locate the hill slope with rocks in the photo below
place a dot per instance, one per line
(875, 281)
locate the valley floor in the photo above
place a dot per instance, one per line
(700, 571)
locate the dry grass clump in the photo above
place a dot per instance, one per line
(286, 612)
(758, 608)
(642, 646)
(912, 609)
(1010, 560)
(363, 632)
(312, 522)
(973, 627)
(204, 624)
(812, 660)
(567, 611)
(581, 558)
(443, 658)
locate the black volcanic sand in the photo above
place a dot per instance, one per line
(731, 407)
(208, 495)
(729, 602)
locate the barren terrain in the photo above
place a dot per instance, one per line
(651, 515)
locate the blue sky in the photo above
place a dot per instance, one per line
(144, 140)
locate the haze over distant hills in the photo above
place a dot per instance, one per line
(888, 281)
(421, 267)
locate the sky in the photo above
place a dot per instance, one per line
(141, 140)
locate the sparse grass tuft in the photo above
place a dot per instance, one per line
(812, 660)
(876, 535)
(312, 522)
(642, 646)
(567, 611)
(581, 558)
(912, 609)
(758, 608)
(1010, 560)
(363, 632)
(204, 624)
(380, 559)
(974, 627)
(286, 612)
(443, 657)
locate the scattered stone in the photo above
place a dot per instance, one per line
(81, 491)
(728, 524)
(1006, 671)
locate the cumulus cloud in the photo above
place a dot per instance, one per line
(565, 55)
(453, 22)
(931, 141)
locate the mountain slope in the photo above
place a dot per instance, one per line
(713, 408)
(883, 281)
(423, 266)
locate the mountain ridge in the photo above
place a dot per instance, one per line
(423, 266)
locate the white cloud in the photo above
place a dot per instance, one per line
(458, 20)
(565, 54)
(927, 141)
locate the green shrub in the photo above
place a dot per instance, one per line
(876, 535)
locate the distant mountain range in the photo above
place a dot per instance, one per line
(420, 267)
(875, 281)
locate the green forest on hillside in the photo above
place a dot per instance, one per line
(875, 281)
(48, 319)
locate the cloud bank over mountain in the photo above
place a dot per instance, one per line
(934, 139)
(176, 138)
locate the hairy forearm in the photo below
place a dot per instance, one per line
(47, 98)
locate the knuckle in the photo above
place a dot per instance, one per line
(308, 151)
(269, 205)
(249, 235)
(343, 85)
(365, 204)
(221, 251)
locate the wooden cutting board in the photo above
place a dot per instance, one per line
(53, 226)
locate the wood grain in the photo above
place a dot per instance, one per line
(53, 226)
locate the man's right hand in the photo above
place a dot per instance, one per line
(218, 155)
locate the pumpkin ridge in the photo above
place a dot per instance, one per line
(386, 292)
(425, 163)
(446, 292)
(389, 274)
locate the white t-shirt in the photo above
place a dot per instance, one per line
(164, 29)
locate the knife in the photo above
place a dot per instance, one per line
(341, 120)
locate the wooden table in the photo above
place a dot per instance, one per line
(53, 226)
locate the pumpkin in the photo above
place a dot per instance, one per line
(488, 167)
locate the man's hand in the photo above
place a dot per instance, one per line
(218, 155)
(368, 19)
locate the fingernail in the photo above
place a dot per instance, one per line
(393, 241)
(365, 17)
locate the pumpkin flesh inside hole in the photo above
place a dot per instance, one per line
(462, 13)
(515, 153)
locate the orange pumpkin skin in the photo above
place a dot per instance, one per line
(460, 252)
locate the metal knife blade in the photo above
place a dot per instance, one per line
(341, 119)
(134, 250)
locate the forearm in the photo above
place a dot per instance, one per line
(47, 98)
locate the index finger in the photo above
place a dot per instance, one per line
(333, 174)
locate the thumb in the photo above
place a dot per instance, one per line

——

What needs to be done :: Transcribe every item above word for word, line for line.

Response ::
locate the hill slope with rocks in the photo below
place a dot per instance, one per line
(875, 281)
locate the valley floor in the photo above
place a dot per instance, one per line
(700, 571)
locate the dry grass clump in the photo above
place a dot per instance, one per line
(286, 612)
(758, 608)
(642, 646)
(912, 609)
(1010, 560)
(363, 632)
(312, 522)
(973, 627)
(204, 624)
(812, 660)
(567, 611)
(581, 558)
(443, 658)
locate the black volcanic sand in the photo above
place a dot per instance, one per line
(731, 407)
(208, 495)
(729, 602)
locate the barren terrain in the photo above
place a dot per instance, one per line
(651, 515)
locate the blue sky in the photo above
place a dot per instance, one per line
(144, 140)
locate the haze over distant hills in the photo above
place a dot per instance, one per line
(888, 281)
(421, 267)
locate the sky in the photo above
place a dot per instance, one per line
(141, 140)
locate the sparse grass tuft in the photo above
place a dot per instance, one per line
(812, 660)
(876, 535)
(312, 522)
(642, 646)
(567, 611)
(581, 558)
(912, 609)
(758, 608)
(1010, 560)
(363, 632)
(204, 624)
(380, 559)
(974, 627)
(286, 612)
(443, 657)
locate the scattered stone in the photo above
place a dot per instance, one per line
(81, 491)
(728, 524)
(1006, 671)
locate the cumulus cloud in the photo above
place a dot per instance, one per line
(565, 55)
(453, 22)
(931, 141)
locate the mountain slope in the photo above
place a dot per instance, one per line
(713, 408)
(883, 281)
(423, 266)
locate the mountain ridge in the photo above
place a dot per instance, one per line
(423, 266)
locate the white cloud in the photo above
place a dot per instance, one per line
(458, 20)
(565, 54)
(927, 141)
locate the green shrub in the photo above
place a dot per instance, one per line
(876, 535)
locate the distant mountain range in the photo above
place a dot per instance, one per line
(420, 267)
(875, 281)
locate the green forest on hillside in the photo above
place a dot per instance, one per line
(875, 281)
(48, 319)
locate the cloud bank over mountain in the photo above
place a dot per instance, one per line
(934, 139)
(176, 138)
locate the hairy forearm in the photo below
place a dot per instance, one per line
(47, 98)
locate the knuckle in the photo above
place a dot per instance, one per line
(308, 151)
(269, 205)
(249, 235)
(343, 85)
(365, 204)
(221, 251)
locate the wooden cutting board in the photo above
place a dot per instance, one per line
(53, 226)
locate the wood grain in the photo above
place a dot per instance, one per line
(53, 226)
locate the man's right hand in the photo above
place a dot per instance, one per line
(218, 155)
locate the pumpkin ridge in the photo above
place a dot per instance, one per line
(386, 292)
(425, 163)
(446, 292)
(389, 274)
locate the white t-shirt in the photo above
place a dot per instance, one per line
(164, 29)
locate the knife in the photo above
place a dot per instance, one per line
(341, 120)
locate the wooden table in the photo above
place a dot per instance, one per line
(53, 226)
locate the pumpkin in the photo above
place a dot per instance, one per line
(488, 167)
locate the man's hand in the photo above
place a dot per instance, one per line
(218, 155)
(368, 19)
locate the fingernail in the photo above
place a dot per instance, one per line
(393, 241)
(365, 17)
locate the pumpkin flesh inside hole in the photo above
place a dot per instance, one per line
(462, 13)
(515, 153)
locate the orange pumpkin skin in the photo above
place a dot per instance, one per line
(460, 252)
locate the metal knife blade in the photo above
place a dot per instance, one per line
(341, 119)
(134, 250)
locate the forearm in the photo above
place a dot per instance, one per line
(47, 98)
locate the index finger in the photo above
place a dot per instance, one per line
(333, 174)
locate the thumb in the photo above
place a dot per instance, one per line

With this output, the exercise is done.